>> Begin Stored records

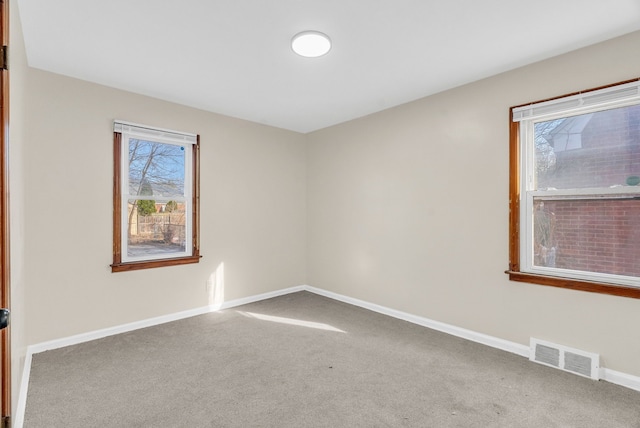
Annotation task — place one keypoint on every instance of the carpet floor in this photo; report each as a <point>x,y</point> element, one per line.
<point>303,360</point>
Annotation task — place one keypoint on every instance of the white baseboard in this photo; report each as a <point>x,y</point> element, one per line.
<point>618,378</point>
<point>494,342</point>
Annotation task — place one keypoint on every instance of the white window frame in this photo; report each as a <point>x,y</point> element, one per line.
<point>190,144</point>
<point>583,103</point>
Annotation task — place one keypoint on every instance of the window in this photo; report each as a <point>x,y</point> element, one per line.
<point>156,184</point>
<point>575,191</point>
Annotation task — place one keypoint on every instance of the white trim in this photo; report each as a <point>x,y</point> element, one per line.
<point>146,131</point>
<point>584,102</point>
<point>619,378</point>
<point>612,376</point>
<point>473,336</point>
<point>18,419</point>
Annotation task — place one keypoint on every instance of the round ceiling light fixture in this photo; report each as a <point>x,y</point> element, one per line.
<point>311,44</point>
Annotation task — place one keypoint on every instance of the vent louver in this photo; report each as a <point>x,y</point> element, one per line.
<point>564,358</point>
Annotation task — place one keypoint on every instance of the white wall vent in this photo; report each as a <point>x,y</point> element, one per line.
<point>564,358</point>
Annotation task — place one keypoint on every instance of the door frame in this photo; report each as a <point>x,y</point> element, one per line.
<point>5,357</point>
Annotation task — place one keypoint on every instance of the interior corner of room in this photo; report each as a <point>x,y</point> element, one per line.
<point>403,211</point>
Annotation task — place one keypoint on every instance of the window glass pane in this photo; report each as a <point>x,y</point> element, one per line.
<point>592,235</point>
<point>155,228</point>
<point>599,149</point>
<point>156,169</point>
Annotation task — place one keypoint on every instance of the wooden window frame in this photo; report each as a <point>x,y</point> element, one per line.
<point>514,271</point>
<point>120,266</point>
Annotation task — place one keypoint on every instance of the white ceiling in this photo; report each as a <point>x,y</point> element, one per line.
<point>233,56</point>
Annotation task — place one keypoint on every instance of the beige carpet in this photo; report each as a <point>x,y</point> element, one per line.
<point>302,360</point>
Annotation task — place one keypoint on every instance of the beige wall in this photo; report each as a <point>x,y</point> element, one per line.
<point>408,208</point>
<point>253,190</point>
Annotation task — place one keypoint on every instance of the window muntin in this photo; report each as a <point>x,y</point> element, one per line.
<point>576,192</point>
<point>155,192</point>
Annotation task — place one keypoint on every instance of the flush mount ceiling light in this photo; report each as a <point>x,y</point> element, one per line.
<point>311,44</point>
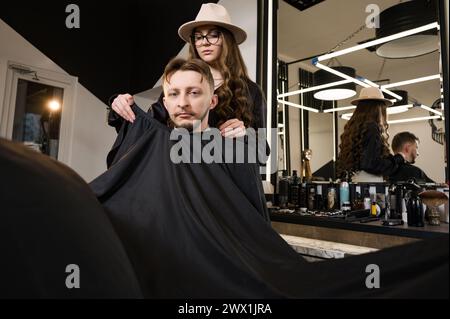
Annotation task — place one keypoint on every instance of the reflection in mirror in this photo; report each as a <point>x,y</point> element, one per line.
<point>303,35</point>
<point>37,116</point>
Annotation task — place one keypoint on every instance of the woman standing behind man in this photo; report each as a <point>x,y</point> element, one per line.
<point>364,149</point>
<point>214,39</point>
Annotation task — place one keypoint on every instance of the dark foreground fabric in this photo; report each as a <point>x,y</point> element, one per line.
<point>191,232</point>
<point>50,219</point>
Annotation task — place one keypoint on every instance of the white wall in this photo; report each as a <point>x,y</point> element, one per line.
<point>91,138</point>
<point>245,15</point>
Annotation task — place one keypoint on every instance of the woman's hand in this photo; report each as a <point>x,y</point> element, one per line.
<point>233,128</point>
<point>122,106</point>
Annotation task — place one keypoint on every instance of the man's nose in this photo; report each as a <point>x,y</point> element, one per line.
<point>183,101</point>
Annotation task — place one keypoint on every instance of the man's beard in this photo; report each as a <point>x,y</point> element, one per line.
<point>190,125</point>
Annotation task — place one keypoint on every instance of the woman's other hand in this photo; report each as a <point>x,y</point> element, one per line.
<point>122,106</point>
<point>233,128</point>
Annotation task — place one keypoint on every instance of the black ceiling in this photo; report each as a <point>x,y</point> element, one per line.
<point>303,4</point>
<point>120,47</point>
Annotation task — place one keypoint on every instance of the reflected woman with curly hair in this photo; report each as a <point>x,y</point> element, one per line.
<point>364,149</point>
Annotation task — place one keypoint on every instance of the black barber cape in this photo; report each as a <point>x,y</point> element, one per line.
<point>196,231</point>
<point>53,232</point>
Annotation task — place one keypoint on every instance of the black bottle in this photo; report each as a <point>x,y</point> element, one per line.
<point>414,209</point>
<point>294,190</point>
<point>311,197</point>
<point>283,190</point>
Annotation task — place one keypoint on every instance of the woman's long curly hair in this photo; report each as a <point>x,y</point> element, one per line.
<point>351,147</point>
<point>234,92</point>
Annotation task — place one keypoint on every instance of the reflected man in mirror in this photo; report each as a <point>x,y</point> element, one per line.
<point>407,145</point>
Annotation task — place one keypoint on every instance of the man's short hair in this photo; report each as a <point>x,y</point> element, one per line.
<point>196,65</point>
<point>401,139</point>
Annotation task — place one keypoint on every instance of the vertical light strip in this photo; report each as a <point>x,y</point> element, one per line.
<point>334,134</point>
<point>284,128</point>
<point>269,85</point>
<point>302,131</point>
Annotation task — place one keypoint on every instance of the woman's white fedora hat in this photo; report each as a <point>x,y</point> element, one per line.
<point>372,93</point>
<point>215,14</point>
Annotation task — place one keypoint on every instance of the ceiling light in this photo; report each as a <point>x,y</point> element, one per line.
<point>54,106</point>
<point>335,93</point>
<point>338,109</point>
<point>298,106</point>
<point>314,88</point>
<point>429,109</point>
<point>415,119</point>
<point>418,80</point>
<point>400,35</point>
<point>405,16</point>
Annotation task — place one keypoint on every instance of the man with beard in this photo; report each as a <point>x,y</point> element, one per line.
<point>407,144</point>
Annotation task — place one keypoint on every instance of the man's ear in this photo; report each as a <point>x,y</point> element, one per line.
<point>407,148</point>
<point>214,101</point>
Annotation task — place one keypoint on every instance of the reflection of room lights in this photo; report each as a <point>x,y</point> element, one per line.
<point>334,94</point>
<point>362,82</point>
<point>298,106</point>
<point>338,109</point>
<point>314,88</point>
<point>54,106</point>
<point>379,41</point>
<point>429,109</point>
<point>348,116</point>
<point>390,110</point>
<point>418,80</point>
<point>397,97</point>
<point>341,92</point>
<point>398,109</point>
<point>415,119</point>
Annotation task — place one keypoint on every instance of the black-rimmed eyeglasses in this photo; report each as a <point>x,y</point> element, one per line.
<point>211,37</point>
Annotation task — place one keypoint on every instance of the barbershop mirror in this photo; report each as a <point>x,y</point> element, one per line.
<point>306,32</point>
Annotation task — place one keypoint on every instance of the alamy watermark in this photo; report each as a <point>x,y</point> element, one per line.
<point>73,279</point>
<point>73,19</point>
<point>210,147</point>
<point>373,19</point>
<point>373,279</point>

>> End Stored records

• Given task: Copy the data from the line containing "the man's ear" through the line containing "<point>306,32</point>", inclusive, keeping every line. Add -39 to each x and y coordinate in the answers.

• Finished task:
Annotation task — place one keypoint on every instance of the man's ear in this photo; report each as a <point>x,y</point> element, one per line.
<point>368,109</point>
<point>175,62</point>
Annotation task — place one keypoint on every instance of the reflection of room lights in this photo; report each as a <point>x,y</point> element, one per line.
<point>295,55</point>
<point>323,43</point>
<point>259,67</point>
<point>299,70</point>
<point>275,49</point>
<point>15,67</point>
<point>340,2</point>
<point>390,70</point>
<point>309,77</point>
<point>351,71</point>
<point>379,41</point>
<point>358,58</point>
<point>302,53</point>
<point>359,70</point>
<point>376,80</point>
Annotation task — place one keypoint on every instance of the black-rimmed eyeglasses in this photo; report each as a <point>x,y</point> element, one per line.
<point>172,-2</point>
Annotation task — place one keypoint on every instance of the barbershop mirror in this photo; report each as a <point>x,y</point> element, one per line.
<point>267,-7</point>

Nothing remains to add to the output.